» Extract:
□ □ □ □

= Liberalism in India =

The history of liberalism in India goes back to the period of East India Company rule, during which reforms began to be introduced to the governance of India.

The early 19th century saw a slate of liberal reforms spearheaded by Governors-General Lord William Bentinck and Sir Charles Metcalfe, and education reformer Thomas Babington Macaulay. These included the establishment of press freedom as government policy, economic liberalisation and the widespread introduction of English-language education. Liberals were cognisant that Lord Bentinck's desire to reduce barriers to Indians working in the civil service would lead to self-government; Lord Bentinck also desired the establishment of legal equality.

At the end of 19th century, Gladstonian liberals inducted Indians from the elite class into new representative institutions, thereby providing a framework for later self-rule, which became a reality by 1947.

Three strands of liberalism have manifested in India- Colonial (eg: Charles Cornwallis, Thomas Babington Macaulay), Nationalist (eg: Rammohan Roy, Surendranath Banerjee), Radical (Jyotirao Phule, B. R. Ambedkar).

== History ==
=== Rise of liberalism ===
Prominent ideas of classical liberalism emerged in United Kingdom at the wane of the 18th century. These began as primarily leftist schools of thought, including, but not limited to, concepts such as individualism, liberty, and egalitarianism. Simultaneously, British India underwent a similar chrysalis. The effects of classical liberalism in India introduced many Western practices, philosophical doctrines, and political ideologies to the nation.

□ □ □ □

Collection entries

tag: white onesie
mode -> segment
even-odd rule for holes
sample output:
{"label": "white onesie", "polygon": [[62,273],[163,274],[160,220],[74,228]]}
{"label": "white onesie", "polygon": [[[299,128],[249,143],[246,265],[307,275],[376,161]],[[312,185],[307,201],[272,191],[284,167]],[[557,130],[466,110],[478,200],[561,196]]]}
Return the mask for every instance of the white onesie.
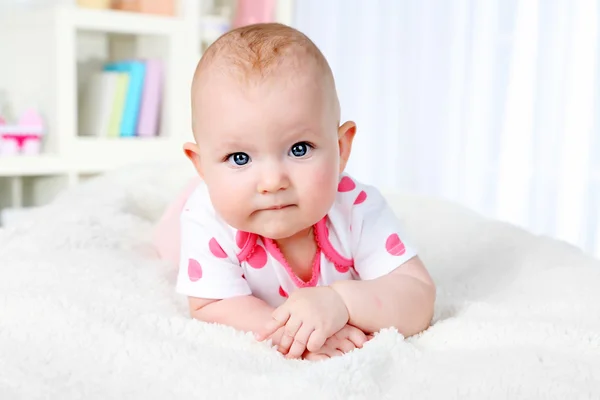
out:
{"label": "white onesie", "polygon": [[378,278],[416,255],[379,191],[346,174],[314,234],[317,254],[312,278],[304,282],[273,240],[227,225],[200,183],[181,213],[177,292],[207,299],[252,294],[277,307],[297,288]]}

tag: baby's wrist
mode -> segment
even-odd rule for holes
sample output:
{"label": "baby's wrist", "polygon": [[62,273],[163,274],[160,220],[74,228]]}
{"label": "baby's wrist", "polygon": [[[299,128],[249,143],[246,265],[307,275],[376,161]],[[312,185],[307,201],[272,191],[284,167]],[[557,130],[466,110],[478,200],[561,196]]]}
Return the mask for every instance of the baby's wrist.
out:
{"label": "baby's wrist", "polygon": [[337,282],[333,282],[331,285],[329,285],[329,288],[337,294],[338,298],[344,304],[344,308],[346,309],[346,315],[348,317],[348,321],[350,321],[350,309],[348,308],[348,302],[346,301],[346,298],[344,296],[345,290],[343,290],[344,289],[343,286],[344,286],[344,281],[337,281]]}

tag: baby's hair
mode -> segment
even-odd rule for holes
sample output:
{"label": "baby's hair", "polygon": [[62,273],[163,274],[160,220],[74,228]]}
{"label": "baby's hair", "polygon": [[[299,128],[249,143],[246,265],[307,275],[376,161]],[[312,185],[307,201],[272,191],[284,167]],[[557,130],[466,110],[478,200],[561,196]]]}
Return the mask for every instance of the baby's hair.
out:
{"label": "baby's hair", "polygon": [[331,96],[332,112],[339,124],[340,105],[333,73],[321,50],[305,34],[279,23],[248,25],[223,34],[206,49],[194,73],[194,134],[197,94],[212,74],[233,77],[247,85],[260,84],[278,74],[293,77],[301,71],[310,71],[315,79],[322,79],[320,87]]}
{"label": "baby's hair", "polygon": [[227,66],[223,72],[234,73],[244,80],[266,78],[284,61],[302,63],[307,60],[306,56],[316,61],[322,72],[331,75],[329,64],[319,48],[302,32],[278,23],[254,24],[231,30],[218,38],[206,49],[196,73],[218,63]]}

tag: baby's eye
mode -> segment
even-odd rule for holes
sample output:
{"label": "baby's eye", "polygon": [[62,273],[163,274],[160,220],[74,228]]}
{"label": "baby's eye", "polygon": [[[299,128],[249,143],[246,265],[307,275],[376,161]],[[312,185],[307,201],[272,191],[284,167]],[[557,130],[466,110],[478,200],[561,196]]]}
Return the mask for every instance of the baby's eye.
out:
{"label": "baby's eye", "polygon": [[306,142],[298,142],[290,149],[290,155],[293,157],[304,157],[310,152],[311,149],[312,146],[310,144]]}
{"label": "baby's eye", "polygon": [[250,162],[250,156],[246,153],[233,153],[227,157],[227,161],[241,167]]}

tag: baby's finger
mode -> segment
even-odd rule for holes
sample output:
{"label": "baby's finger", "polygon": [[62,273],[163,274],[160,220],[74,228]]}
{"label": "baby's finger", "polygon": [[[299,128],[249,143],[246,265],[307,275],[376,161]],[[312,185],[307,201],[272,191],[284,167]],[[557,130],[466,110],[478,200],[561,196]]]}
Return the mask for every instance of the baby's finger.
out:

□ □ □ □

» To-do list:
- 1) Repeat the part of the text on liberalism in India that starts at the words "At the end of" and stops after "B. R. Ambedkar).".
- 2) Name every person the text on liberalism in India gives as an example of one of its three strands of liberalism.
The records have nothing to do with the text.

» Answers in order:
- 1)
At the end of 19th century, Gladstonian liberals inducted Indians from the elite class into new representative institutions, thereby providing a framework for later self-rule, which became a reality by 1947.

Three strands of liberalism have manifested in India- Colonial (eg: Charles Cornwallis, Thomas Babington Macaulay), Nationalist (eg: Rammohan Roy, Surendranath Banerjee), Radical (Jyotirao Phule, B. R. Ambedkar).

- 2) Charles Cornwallis, Thomas Babington Macaulay, Rammohan Roy, Surendranath Banerjee, Jyotirao Phule, B. R. Ambedkar